### [What is expected]
Report back every line of the entries that contains "rough", exactly as written.

Records excerpted from a collection
-----
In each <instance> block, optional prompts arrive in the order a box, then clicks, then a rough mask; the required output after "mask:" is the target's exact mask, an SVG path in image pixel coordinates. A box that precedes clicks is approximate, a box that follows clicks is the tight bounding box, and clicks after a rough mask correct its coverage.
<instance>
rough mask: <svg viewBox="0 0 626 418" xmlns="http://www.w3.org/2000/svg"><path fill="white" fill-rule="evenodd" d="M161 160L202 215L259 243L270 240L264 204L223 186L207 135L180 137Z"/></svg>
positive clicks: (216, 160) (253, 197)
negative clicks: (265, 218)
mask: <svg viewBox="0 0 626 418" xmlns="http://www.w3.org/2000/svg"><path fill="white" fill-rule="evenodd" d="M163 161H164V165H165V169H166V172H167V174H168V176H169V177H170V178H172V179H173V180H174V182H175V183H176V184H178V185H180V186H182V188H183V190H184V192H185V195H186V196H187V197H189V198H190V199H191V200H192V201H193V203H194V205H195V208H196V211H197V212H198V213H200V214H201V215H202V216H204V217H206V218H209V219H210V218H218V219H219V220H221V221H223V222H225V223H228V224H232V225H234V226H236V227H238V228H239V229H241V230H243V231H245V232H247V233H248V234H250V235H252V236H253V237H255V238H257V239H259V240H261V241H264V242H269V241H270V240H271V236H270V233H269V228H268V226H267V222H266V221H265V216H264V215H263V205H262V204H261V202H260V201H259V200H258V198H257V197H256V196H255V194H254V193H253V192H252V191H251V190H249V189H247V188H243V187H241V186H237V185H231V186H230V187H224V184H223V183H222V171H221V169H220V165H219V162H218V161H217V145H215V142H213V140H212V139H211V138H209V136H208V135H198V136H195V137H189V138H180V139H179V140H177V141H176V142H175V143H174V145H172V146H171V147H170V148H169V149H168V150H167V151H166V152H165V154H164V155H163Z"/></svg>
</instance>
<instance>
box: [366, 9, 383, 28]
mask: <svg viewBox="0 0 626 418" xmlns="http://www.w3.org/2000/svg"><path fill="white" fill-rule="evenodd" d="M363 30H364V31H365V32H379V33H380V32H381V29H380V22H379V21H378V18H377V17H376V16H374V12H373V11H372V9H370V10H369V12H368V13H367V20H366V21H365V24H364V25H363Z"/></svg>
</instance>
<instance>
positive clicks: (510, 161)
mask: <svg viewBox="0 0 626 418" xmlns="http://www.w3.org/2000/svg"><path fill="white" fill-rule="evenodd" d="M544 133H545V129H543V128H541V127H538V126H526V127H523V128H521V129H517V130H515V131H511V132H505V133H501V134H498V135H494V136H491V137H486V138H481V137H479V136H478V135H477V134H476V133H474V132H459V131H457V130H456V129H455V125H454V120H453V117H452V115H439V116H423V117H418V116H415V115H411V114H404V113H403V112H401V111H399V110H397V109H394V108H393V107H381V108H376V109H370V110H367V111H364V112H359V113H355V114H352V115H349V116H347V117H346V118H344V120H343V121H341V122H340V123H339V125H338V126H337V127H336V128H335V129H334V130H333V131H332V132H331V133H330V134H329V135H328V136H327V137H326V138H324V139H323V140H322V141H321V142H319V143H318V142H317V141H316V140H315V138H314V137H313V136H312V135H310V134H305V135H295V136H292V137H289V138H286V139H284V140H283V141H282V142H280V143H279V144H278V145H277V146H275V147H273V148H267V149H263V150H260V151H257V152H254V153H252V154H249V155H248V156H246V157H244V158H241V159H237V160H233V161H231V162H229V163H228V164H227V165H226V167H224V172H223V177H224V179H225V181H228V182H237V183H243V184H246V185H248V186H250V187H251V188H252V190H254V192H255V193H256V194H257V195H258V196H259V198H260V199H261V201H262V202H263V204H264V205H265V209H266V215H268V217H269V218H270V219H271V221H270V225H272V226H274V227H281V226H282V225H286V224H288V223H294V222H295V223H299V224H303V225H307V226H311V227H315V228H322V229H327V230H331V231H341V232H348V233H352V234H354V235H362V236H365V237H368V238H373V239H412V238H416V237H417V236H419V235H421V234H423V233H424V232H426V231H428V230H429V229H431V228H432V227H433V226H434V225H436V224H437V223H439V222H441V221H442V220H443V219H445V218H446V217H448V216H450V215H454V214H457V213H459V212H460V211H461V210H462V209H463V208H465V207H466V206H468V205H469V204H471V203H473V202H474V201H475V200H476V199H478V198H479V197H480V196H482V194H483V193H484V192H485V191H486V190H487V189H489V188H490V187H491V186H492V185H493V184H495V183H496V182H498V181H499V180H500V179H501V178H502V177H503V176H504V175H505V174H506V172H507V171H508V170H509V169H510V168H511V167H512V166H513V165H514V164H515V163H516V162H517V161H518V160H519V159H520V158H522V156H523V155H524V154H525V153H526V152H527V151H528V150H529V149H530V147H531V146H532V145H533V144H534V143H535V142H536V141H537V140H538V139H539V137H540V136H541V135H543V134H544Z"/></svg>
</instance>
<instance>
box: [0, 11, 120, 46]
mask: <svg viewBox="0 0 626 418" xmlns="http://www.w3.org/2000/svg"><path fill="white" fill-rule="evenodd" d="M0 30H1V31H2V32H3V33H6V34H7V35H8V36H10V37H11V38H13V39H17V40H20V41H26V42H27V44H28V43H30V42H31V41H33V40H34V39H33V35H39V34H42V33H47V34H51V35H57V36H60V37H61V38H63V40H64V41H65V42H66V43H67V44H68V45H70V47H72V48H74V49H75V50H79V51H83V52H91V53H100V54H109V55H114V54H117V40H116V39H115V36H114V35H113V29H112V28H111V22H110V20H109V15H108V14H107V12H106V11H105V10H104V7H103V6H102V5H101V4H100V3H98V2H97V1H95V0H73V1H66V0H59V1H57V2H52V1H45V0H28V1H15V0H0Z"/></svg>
-----
### [Answer for this exercise]
In each <instance> block, optional prompts arrive in the order a box, then clicks, then a rough mask; the required output after "mask:" is the target's exact mask, an SVG path in image pixel coordinates. A box that precedes clicks is approximate, a box that follows clicks is the tight bounding box, and clicks after a rough mask correct its coverage.
rough mask: <svg viewBox="0 0 626 418" xmlns="http://www.w3.org/2000/svg"><path fill="white" fill-rule="evenodd" d="M161 160L202 215L259 243L270 240L264 204L223 186L207 135L180 137Z"/></svg>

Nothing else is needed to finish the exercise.